# Task instructions:
Rewrite the part of the records that opens with the line containing "Would you be able to tag each instance of the utility" and closes at the end of the records, changing "marker" to "point" everywhere in it and leaving everything else unchanged.

# Supplied data:
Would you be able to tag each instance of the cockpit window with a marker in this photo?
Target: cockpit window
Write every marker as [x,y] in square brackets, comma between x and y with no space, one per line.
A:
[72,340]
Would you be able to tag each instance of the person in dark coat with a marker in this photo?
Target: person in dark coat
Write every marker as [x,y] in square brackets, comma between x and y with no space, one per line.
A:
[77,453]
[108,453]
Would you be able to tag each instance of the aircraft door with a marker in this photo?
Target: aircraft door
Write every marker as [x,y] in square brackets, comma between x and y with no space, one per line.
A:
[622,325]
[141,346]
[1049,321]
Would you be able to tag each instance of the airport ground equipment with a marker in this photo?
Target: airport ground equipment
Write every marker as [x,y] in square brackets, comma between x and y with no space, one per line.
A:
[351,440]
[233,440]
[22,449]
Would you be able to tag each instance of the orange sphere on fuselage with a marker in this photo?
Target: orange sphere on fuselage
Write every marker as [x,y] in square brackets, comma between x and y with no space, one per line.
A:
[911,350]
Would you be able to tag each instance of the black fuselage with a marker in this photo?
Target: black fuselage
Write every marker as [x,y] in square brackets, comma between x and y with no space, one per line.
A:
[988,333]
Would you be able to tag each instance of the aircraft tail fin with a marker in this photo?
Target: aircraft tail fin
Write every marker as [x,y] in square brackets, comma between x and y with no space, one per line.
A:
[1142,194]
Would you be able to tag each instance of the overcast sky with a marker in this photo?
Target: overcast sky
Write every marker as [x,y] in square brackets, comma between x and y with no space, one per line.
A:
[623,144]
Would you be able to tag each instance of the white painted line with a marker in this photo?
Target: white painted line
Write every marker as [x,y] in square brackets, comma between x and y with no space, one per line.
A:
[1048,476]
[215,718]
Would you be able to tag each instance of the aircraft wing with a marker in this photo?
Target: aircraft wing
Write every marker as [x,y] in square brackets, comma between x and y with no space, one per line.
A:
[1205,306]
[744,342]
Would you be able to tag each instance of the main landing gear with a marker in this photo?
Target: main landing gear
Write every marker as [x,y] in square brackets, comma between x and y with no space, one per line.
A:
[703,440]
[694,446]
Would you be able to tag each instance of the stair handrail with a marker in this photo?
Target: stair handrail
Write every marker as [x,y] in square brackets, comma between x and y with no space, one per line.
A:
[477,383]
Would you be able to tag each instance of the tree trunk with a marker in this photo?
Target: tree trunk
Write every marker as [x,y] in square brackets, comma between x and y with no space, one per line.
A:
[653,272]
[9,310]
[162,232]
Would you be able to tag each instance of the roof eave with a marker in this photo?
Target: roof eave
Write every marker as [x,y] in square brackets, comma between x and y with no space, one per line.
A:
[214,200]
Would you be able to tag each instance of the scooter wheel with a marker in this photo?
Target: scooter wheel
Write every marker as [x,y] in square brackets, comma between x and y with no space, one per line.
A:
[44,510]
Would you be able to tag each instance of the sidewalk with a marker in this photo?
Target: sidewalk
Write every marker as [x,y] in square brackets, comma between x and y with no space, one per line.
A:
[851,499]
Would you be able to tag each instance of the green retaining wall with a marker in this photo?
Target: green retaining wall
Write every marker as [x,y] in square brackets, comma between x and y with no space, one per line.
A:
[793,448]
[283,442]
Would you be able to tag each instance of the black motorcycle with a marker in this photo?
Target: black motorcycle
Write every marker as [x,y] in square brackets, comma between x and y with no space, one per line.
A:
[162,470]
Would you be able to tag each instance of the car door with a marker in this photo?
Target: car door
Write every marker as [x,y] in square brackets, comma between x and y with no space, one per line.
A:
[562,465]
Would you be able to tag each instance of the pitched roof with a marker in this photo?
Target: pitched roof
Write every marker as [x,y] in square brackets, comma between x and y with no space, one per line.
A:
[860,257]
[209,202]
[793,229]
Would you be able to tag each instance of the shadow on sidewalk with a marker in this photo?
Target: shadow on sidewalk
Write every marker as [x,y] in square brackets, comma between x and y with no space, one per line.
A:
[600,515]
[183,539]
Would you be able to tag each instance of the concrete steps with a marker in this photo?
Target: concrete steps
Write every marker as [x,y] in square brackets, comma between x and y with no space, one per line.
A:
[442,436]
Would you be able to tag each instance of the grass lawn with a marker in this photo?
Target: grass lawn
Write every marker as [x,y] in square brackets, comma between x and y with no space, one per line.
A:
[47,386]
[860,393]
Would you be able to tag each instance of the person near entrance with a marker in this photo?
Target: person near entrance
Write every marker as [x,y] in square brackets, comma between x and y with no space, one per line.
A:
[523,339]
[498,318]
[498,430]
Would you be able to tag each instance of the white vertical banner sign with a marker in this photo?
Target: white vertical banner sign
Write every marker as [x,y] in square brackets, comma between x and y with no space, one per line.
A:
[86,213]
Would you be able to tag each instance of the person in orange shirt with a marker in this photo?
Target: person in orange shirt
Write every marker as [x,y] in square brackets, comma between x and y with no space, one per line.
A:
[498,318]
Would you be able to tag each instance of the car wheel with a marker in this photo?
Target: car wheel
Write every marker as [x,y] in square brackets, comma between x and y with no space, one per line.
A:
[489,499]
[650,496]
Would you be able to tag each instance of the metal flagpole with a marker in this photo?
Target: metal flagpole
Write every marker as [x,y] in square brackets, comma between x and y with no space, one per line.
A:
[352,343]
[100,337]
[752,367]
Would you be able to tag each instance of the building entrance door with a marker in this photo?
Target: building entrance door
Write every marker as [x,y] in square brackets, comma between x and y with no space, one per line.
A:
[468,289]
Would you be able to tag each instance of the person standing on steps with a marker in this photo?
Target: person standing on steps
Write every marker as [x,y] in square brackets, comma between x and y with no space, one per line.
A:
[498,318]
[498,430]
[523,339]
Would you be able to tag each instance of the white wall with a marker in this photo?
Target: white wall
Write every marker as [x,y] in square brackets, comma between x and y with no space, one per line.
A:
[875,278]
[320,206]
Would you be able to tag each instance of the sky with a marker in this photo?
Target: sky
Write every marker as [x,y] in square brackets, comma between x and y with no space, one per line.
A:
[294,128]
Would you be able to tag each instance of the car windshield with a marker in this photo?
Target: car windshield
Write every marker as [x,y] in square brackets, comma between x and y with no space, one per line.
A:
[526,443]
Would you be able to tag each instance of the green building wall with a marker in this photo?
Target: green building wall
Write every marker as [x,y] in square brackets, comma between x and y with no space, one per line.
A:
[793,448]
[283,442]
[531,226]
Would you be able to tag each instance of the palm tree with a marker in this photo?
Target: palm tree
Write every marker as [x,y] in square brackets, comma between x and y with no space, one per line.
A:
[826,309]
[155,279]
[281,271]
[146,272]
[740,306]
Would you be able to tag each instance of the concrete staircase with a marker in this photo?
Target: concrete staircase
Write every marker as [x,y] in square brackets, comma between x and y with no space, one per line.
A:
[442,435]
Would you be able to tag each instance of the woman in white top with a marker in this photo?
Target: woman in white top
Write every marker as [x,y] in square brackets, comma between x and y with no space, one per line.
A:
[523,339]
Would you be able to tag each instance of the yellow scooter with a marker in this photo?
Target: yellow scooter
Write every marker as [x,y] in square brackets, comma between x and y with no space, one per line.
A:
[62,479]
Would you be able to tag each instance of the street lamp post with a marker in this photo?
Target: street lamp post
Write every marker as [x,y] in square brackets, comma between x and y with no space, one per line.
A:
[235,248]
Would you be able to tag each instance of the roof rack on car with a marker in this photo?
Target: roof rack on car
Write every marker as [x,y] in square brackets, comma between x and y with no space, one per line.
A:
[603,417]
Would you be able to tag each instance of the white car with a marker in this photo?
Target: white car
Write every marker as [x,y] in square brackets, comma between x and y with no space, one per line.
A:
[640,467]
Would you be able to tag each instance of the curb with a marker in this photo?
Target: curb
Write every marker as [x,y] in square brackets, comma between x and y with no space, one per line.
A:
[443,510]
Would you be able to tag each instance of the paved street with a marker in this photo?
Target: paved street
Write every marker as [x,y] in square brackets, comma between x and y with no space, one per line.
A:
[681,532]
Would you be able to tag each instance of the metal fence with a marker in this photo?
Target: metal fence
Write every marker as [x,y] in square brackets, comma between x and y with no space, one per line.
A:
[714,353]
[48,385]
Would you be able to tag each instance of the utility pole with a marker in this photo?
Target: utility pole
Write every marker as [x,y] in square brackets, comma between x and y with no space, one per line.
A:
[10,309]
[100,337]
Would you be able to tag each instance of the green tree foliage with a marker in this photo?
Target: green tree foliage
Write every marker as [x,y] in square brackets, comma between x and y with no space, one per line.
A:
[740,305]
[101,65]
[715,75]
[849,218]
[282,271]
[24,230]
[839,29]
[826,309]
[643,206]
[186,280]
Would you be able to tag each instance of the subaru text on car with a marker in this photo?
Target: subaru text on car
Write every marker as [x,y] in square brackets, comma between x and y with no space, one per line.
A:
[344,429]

# Right answer:
Would you be able to tag each instance of the utility pole with a point in this photo?
Target: utility pole
Write every point as [x,y] in square brackets, comma between x and y with no space, one per line.
A:
[10,309]
[100,337]
Would you be able to tag each instance of the green tree foliage with a point in this photo?
Target: green tree foliage
Write every point as [x,y] in square brackets, comma between x and y with no space, one per line.
A:
[740,305]
[101,65]
[715,75]
[849,218]
[282,271]
[24,230]
[839,29]
[826,309]
[643,206]
[186,280]
Would you be able to tag each instance of the subaru text on car with a point in this photo?
Target: subaru text on car
Write every point as [x,y] in square brackets, comma between x and y with no space, one per line.
A:
[344,429]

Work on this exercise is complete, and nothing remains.